## SHORT TASK A:
Swap "photo" for "image" in the rows, starting with the first row and going on through the line with "0, 101, 591, 394", and give only those lines again with everything else unchanged. Leave the pictures out of your answer.

Note that infer_vector() does not take a string, but rather a list of string tokens, which should have already been tokenized the same way as the words property of original training document objects.

Also note that because the underlying training/inference algorithms are an iterative approximation problem that makes use of internal randomization, repeated inferences of the same text will return slightly different vectors.

Assessing the Model

To assess our new model, we’ll first infer new vectors for each document of the training corpus, compare the inferred vectors with the training corpus, and then returning the rank of the document based on self-similarity. Basically, we’re pretending as if the training corpus is some new unseen data and then seeing how they compare with the trained model. The expectation is that we’ve likely overfit our model (i.e., all of the ranks will be less than 2) and so we should be able to find similar documents very easily. Additionally, we’ll keep track of the second ranks for a comparison of less similar documents.

ranks = []
second_ranks = []
for doc_id in range(len(train_corpus)):
    inferred_vector = model.infer_vector(train_corpus[doc_id].words)
    sims = model.dv.most_similar([inferred_vector], topn=len(model.dv))
    rank = [docid for docid, sim in sims].index(doc_id)
    ranks.append(rank)

    second_ranks.append(sims[1])

Let’s count how each document ranks with respect to the training corpus

NB. Results vary between runs due to random seeding and very small corpus

import collections

counter = collections.Counter(ranks)

## SHORT TASK B:
Carry on the text about assessing the model, picking up after its last line.

## DATASET ROWS:
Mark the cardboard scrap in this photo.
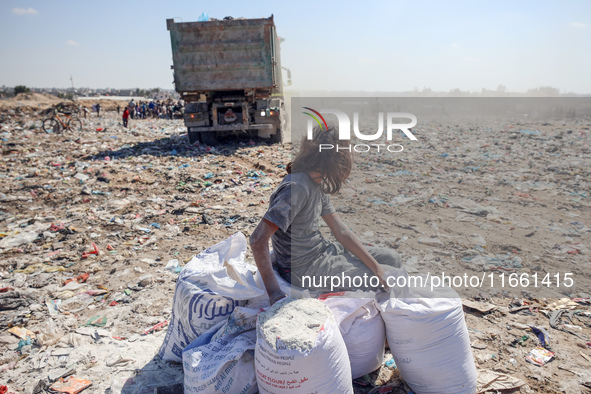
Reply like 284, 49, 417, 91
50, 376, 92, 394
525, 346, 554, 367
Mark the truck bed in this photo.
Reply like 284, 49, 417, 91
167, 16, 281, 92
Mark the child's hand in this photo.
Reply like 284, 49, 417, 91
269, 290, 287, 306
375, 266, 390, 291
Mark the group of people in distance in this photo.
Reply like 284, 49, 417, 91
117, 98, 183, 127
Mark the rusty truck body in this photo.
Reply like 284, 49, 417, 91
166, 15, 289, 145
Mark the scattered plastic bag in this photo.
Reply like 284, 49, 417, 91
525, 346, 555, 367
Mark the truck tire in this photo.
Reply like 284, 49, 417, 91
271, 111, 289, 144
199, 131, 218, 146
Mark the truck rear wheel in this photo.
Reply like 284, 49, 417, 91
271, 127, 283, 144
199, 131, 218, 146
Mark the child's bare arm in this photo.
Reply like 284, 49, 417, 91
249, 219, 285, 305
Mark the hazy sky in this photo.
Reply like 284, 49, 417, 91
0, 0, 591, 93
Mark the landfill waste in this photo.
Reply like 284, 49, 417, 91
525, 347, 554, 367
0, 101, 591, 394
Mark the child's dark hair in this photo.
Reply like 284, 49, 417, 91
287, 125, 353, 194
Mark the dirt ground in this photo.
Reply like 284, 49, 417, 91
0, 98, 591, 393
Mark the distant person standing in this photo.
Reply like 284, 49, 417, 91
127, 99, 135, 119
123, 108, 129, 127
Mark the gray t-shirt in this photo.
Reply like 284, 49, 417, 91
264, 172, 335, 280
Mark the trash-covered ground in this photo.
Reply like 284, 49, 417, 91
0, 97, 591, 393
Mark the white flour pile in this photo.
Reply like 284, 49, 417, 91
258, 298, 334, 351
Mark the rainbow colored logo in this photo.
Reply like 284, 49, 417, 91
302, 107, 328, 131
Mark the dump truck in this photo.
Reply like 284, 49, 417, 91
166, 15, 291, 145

## RESULT A:
Mark the cardboard scrap in this image.
Reply like 284, 49, 417, 91
50, 376, 92, 394
525, 346, 554, 367
Mark the truck bed in this image.
Reply like 284, 49, 417, 91
167, 16, 281, 92
Mark the child's hand in this image.
Reply like 284, 49, 417, 91
269, 290, 287, 306
375, 266, 390, 291
Mark the group of people in distance in this image.
Reply like 284, 49, 417, 91
117, 98, 183, 127
Mark the rusty truck body in this image.
Reply like 284, 49, 417, 91
166, 15, 289, 145
Mark the scattered plastic bag in this image.
Reply like 284, 49, 417, 91
525, 346, 555, 367
Mark the truck tire in this image.
Reply like 284, 49, 417, 91
271, 111, 289, 144
199, 131, 218, 146
Mark the truck rear wheel in this image.
Reply like 284, 49, 417, 91
271, 127, 283, 144
199, 131, 218, 146
Mark the child's bare arm in this image.
Reply like 284, 49, 417, 91
249, 219, 285, 305
Mark the hazy sky in this image.
Reply like 284, 49, 417, 91
0, 0, 591, 93
Mark the landfill waste in this image.
Reply like 284, 49, 417, 91
525, 347, 554, 367
0, 101, 591, 394

## RESULT B:
print(counter)
Counter({0: 292, 1: 8})

Basically, greater than 95% of the inferred documents are found to be most similar to itself and about 5% of the time it is mistakenly most similar to another document. Checking the inferred-vector against a training-vector is a sort of ‘sanity check’ as to whether the model is behaving in a usefully consistent manner, though not a real ‘accuracy’ value.

This is great and not entirely surprising. We can take a look at an example:

print('Document ({}): «{}»\n'.format(doc_id, ' '.join(train_corpus[doc_id].words)))
print(u'SIMILAR/DISSIMILAR DOCS PER MODEL %s:\n' % model)
for label, index in [('MOST', 0), ('SECOND-MOST', 1), ('MEDIAN', len(sims)//2), ('LEAST', len(sims) - 1)]:
    print(u'%s %s: «%s»\n' % (label, sims[index], ' '.join(train_corpus[sims[index][0]].words)))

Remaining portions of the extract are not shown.